## Given exercise
Begin at the line of the listing that contains "Locate the red chili slice" and continue through the last line of the listing, reproducing only those lines, requests included. Multiply every pixel coordinate in them by 1.15 and round each result to a whole number, with halves rounded up.

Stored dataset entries
++++

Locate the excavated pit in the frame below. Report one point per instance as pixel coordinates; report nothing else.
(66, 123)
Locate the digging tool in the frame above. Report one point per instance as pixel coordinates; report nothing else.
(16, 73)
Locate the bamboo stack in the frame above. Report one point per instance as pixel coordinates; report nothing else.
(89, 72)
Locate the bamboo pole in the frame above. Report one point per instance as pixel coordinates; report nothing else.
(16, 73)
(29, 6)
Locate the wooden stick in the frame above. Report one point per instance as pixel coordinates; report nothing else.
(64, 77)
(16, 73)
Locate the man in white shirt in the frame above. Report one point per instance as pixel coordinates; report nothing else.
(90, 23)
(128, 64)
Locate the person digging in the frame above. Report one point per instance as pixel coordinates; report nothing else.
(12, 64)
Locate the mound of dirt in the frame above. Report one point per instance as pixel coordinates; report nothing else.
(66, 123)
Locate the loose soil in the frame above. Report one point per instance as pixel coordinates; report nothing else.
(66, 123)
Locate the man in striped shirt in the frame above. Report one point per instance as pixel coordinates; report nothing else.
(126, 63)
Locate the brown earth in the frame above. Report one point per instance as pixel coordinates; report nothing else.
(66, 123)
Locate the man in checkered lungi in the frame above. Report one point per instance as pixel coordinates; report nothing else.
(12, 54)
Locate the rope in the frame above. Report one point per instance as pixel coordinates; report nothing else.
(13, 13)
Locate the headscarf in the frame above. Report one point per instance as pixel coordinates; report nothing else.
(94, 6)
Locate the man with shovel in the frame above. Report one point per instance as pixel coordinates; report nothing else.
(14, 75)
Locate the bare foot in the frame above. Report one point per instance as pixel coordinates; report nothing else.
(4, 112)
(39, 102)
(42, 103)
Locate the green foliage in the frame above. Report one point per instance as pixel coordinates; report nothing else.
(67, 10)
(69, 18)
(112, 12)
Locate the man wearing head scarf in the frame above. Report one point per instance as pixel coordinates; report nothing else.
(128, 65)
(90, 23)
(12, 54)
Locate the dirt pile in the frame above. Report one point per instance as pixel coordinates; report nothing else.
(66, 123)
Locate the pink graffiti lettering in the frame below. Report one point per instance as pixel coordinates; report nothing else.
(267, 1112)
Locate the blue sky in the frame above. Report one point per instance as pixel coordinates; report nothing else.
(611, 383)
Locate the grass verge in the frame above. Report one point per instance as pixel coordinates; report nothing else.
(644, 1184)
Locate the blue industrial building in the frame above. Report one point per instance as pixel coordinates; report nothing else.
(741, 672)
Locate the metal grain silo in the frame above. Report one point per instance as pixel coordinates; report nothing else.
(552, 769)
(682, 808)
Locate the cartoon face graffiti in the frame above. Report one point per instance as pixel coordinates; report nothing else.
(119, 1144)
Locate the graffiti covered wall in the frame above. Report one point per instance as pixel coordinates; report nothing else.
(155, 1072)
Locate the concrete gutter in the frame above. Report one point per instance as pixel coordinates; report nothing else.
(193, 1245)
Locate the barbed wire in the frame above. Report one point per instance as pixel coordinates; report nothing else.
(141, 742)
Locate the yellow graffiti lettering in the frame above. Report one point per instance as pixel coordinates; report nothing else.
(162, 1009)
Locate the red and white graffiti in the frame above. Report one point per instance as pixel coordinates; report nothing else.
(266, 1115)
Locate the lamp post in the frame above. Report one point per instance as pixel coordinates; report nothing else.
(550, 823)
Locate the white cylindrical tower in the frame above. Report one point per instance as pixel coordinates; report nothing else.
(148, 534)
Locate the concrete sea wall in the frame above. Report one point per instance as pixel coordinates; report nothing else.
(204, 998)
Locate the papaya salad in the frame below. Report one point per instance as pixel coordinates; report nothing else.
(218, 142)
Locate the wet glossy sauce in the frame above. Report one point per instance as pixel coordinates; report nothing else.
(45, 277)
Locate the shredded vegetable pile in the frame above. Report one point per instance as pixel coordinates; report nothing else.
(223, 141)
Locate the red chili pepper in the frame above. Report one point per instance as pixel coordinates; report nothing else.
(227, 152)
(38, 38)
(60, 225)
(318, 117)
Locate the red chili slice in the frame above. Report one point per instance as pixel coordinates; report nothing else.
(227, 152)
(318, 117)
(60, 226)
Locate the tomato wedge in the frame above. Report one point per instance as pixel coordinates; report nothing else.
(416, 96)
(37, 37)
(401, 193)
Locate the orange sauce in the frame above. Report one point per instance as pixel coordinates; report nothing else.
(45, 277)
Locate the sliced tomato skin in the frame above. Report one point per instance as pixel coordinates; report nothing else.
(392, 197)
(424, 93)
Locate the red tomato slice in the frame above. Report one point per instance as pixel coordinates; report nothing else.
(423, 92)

++++

## Output
Locate the red chili slice in the frame above. Report one point per instance as pixel coordinates; report nothing else.
(261, 175)
(366, 135)
(69, 260)
Locate the tomato wedge in the frame above. Report one point per instance as pixel coordinates; report nothing else.
(478, 110)
(43, 43)
(461, 222)
Locate the orange sauce in the frame above. Report one point per instance as pixel coordinates; report nothing else.
(52, 319)
Locate the sliced tomato skin in the frame above. Report one point per instance as pixel coordinates; report nothing else.
(451, 227)
(488, 107)
Locate the red tomato slice in the frame above. Report one point per instance as pixel coordinates; report nothing else.
(486, 106)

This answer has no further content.